▸ PROBLEM:
Transcribe only the lines between the first line of the records and the line containing "Body asks for one point per instance of the trailer wheel", inclusive, exactly as written.

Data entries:
::::
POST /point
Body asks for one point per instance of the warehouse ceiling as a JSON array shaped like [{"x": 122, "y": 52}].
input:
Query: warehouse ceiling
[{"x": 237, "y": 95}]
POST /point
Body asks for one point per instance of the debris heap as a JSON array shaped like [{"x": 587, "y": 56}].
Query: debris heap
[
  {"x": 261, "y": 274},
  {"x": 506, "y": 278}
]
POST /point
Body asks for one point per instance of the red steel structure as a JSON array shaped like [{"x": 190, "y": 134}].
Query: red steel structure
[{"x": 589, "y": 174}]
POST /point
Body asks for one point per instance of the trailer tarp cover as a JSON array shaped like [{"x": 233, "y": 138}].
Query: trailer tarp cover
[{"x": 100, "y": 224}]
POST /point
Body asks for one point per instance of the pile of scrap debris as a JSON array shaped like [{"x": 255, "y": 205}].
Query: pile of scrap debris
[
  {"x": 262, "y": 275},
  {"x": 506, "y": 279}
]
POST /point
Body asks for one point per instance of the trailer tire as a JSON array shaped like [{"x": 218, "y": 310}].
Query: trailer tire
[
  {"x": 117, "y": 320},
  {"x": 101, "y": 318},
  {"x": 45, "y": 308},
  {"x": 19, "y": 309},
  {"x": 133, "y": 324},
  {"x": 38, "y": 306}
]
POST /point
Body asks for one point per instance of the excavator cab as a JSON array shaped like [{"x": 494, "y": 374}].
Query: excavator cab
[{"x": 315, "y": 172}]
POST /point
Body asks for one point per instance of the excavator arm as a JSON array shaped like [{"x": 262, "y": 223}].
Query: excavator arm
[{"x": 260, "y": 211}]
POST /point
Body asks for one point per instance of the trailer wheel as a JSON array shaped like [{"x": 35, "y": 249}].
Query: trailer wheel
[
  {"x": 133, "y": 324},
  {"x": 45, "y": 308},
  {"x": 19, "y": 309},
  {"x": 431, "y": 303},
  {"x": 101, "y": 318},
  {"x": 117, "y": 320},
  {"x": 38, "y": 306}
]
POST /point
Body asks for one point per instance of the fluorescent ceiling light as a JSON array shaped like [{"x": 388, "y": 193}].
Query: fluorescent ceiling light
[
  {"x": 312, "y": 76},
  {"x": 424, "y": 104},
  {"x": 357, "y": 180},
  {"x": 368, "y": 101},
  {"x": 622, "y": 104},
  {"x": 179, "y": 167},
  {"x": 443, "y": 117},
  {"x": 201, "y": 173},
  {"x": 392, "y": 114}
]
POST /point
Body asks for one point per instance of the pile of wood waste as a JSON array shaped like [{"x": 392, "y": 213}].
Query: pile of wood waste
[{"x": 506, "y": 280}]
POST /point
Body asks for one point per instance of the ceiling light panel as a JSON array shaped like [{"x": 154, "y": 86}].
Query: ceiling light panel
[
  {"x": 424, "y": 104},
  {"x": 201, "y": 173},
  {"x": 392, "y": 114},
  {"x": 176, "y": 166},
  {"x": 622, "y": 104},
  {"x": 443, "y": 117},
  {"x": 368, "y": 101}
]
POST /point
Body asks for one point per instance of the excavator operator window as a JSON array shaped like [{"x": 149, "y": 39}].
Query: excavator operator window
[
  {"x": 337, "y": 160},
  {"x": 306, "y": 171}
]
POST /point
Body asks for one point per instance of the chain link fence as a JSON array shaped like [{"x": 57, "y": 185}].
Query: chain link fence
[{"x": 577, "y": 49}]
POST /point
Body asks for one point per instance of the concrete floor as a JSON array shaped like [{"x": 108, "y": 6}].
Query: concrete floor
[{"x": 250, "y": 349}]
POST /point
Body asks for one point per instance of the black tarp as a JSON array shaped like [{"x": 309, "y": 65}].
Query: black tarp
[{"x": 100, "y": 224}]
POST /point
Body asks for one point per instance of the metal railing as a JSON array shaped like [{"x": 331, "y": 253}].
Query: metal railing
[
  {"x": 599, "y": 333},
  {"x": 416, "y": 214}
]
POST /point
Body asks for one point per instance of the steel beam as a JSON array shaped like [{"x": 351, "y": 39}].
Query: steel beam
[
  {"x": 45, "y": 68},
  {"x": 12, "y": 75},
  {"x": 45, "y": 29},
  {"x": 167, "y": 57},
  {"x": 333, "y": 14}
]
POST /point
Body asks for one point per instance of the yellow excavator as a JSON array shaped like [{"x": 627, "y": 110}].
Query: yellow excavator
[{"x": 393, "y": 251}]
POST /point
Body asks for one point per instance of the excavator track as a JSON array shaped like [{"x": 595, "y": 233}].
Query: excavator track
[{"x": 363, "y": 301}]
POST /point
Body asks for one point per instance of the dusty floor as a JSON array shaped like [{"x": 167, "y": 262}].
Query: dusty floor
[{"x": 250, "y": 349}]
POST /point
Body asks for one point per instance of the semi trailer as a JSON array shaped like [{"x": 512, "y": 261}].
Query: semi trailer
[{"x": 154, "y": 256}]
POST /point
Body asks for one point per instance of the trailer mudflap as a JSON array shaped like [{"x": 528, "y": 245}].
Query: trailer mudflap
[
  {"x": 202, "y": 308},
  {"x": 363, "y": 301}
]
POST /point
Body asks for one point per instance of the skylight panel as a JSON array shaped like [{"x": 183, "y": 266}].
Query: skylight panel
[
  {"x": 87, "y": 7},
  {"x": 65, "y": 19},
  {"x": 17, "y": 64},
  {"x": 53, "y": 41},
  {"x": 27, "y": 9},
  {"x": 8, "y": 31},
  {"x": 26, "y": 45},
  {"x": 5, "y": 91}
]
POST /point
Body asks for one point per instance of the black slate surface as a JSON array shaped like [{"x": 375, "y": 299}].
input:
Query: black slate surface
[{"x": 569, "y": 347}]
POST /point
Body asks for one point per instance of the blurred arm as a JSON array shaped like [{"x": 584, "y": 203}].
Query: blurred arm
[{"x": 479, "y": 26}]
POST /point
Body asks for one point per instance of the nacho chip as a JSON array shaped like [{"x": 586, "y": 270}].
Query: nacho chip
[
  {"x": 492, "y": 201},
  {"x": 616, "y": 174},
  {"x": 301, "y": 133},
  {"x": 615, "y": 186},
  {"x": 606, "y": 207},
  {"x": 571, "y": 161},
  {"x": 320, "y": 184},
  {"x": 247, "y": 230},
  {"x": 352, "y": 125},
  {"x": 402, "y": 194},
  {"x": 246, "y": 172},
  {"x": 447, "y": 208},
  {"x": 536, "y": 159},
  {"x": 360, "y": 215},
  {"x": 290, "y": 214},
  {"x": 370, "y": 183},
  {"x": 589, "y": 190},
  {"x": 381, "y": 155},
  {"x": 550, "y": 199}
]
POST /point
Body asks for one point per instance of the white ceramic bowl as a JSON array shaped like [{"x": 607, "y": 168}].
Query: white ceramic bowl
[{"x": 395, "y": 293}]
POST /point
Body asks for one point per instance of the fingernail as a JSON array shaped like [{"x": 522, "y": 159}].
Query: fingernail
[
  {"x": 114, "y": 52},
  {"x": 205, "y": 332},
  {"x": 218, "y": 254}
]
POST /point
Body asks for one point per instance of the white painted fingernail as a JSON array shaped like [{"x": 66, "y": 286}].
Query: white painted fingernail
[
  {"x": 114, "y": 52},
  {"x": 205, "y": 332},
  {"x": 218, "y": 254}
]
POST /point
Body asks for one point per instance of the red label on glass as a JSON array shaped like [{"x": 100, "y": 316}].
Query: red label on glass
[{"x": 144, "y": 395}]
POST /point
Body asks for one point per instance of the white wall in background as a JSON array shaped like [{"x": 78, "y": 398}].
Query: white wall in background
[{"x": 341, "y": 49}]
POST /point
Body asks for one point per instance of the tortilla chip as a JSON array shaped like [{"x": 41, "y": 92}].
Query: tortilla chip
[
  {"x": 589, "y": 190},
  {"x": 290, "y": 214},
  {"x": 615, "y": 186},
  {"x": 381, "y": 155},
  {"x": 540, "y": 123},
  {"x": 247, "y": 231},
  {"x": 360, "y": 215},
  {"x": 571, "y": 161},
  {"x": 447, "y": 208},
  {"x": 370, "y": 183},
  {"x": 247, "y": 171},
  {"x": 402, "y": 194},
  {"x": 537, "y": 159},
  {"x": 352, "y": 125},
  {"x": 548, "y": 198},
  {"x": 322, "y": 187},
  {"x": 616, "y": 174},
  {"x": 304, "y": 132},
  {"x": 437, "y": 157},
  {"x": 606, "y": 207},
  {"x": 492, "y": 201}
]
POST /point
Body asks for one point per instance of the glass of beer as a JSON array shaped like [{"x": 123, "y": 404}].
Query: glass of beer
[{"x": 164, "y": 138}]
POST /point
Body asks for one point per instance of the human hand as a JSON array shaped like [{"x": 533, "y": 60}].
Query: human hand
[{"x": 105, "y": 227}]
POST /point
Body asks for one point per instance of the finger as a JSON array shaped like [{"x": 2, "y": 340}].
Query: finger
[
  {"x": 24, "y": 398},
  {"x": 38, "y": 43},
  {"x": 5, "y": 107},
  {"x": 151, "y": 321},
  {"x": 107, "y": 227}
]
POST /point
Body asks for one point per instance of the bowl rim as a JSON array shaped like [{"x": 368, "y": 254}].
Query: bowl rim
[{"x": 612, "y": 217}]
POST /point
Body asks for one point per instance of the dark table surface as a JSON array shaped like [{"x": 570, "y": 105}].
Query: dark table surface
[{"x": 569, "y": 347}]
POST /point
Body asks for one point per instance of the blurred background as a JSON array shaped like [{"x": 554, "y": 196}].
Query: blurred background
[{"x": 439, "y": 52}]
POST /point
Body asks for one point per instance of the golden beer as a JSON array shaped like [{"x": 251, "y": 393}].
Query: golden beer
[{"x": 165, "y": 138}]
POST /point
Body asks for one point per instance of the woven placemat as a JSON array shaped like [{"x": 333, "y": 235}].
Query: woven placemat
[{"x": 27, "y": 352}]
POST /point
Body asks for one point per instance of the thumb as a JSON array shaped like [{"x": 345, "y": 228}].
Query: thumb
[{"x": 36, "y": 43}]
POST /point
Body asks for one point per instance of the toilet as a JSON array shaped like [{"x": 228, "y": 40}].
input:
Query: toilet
::::
▸ EXERCISE ANSWER:
POST /point
Body asks for one point per instance of the warehouse ceiling as a JSON array shaped like [{"x": 122, "y": 52}].
input:
Query: warehouse ceiling
[{"x": 237, "y": 95}]
POST /point
Body asks for one point per instance of the debris heap as a JSON array shaped like [{"x": 587, "y": 56}].
Query: debris heap
[
  {"x": 261, "y": 274},
  {"x": 506, "y": 278}
]
POST /point
Body asks for one point per instance of the red steel structure as a JSON array shaped like [{"x": 190, "y": 134}].
Query: red steel structure
[{"x": 589, "y": 174}]
POST /point
Body asks for one point per instance of the trailer tarp cover as a JSON array shaped like [{"x": 233, "y": 138}].
Query: trailer tarp cover
[{"x": 100, "y": 224}]
POST /point
Body asks for one point per instance of the pile of scrap debris as a JSON array shaped like [{"x": 255, "y": 205}].
Query: pile of scrap debris
[
  {"x": 262, "y": 275},
  {"x": 506, "y": 279}
]
POST /point
Body asks for one point per instance of the trailer tire as a JSON array shaped like [{"x": 218, "y": 310}].
Query: trailer tire
[
  {"x": 117, "y": 320},
  {"x": 101, "y": 318},
  {"x": 45, "y": 308},
  {"x": 19, "y": 309},
  {"x": 133, "y": 324},
  {"x": 38, "y": 306}
]
POST /point
Body asks for one point per instance of the excavator cab as a JSON array shaped like [{"x": 494, "y": 374}].
Query: excavator cab
[{"x": 315, "y": 172}]
POST /point
Body asks for one point per instance of the excavator arm as a JSON array shaped like [{"x": 262, "y": 223}].
Query: excavator arm
[{"x": 260, "y": 211}]
POST /point
Body asks for one point per instance of the trailer wheel as a JSON array shaped like [{"x": 35, "y": 249}].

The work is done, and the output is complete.